(Beginning of Task material)

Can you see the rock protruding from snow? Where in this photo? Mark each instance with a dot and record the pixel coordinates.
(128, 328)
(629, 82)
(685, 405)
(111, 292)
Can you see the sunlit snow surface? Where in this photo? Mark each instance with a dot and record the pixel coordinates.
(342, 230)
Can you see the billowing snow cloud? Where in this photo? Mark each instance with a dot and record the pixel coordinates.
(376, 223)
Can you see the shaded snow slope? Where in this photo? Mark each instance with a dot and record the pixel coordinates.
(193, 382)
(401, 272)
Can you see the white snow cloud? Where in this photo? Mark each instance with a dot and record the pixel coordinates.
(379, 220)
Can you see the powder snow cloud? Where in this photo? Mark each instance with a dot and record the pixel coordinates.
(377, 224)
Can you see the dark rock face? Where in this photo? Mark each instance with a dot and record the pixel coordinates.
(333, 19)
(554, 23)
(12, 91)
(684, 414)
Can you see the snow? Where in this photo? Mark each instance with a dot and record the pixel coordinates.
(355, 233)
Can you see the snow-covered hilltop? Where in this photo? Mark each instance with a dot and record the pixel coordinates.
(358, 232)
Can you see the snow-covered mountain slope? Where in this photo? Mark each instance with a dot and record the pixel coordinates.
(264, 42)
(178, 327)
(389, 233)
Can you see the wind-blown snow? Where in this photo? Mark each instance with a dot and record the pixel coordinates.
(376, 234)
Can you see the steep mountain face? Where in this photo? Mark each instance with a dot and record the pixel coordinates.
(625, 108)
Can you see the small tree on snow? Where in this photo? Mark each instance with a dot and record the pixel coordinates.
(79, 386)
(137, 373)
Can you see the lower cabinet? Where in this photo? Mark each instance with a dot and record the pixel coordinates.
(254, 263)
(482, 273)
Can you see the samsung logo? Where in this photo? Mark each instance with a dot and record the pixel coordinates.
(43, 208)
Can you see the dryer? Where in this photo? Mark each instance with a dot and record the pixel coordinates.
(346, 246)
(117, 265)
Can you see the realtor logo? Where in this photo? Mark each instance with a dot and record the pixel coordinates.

(End of Task material)

# [What the task asks]
Exact repetition of every entry in the data is required.

# [Answer]
Can you see the rock protruding from snow? Where in this photo? Mark each instance with a dot and record the pixel coordinates.
(128, 328)
(629, 82)
(685, 405)
(111, 292)
Can you see the sunlit snow surface? Where in this photo? Mark each instance with a dot and record the pixel coordinates.
(342, 230)
Can you see the billowing snow cloud? Where in this photo? Mark each instance with a dot and record the pixel coordinates.
(376, 223)
Can you see the shaded snow slope? Where in this photo? Mark each instance with a dot and record the pixel coordinates.
(193, 382)
(401, 272)
Can you see the white snow cloud? Where in this photo? Mark each instance with a dot and record the pixel coordinates.
(379, 220)
Can you see the powder snow cloud? Where in this photo? Mark each instance with a dot and record the pixel coordinates.
(377, 224)
Can you see the dark rock face? Where in this photo? Mark each instance with a dot and record the pixel coordinates.
(333, 19)
(554, 23)
(12, 91)
(684, 414)
Can you see the snow? Where in this photo? Mark each instance with a dot and record the pixel coordinates.
(355, 233)
Can you see the snow-covered hilltop? Where in this photo? Mark each instance with a dot and record the pixel coordinates.
(358, 232)
Can you see the snow-covered mountain slope? Where in this photo? Mark each instance with a dot and record the pixel coordinates.
(264, 42)
(178, 327)
(389, 233)
Can you see the wind-blown snow? Where in this photo? Mark each instance with a dot and record the pixel coordinates.
(376, 234)
Can you see the steep mountain face? Where in this photo? Mark each instance with a dot and record the pixel coordinates.
(625, 108)
Can you see the small tree on snow? Where in this photo? Mark each instance with a dot and record the pixel coordinates.
(79, 386)
(137, 373)
Can you see the lower cabinet? Where in this photo? Mark each instance with a dot and record the pixel coordinates.
(254, 263)
(482, 273)
Can you see the samsung logo? Where in this photo? Mark each instance with a dot and record the pixel coordinates.
(43, 208)
Can you see the dryer? Where in this photo? Mark each instance with a dot and record the pixel coordinates.
(346, 246)
(117, 265)
Can you see the realtor logo? Where in this photo? Mark each instance with a dot and record the pixel coordinates.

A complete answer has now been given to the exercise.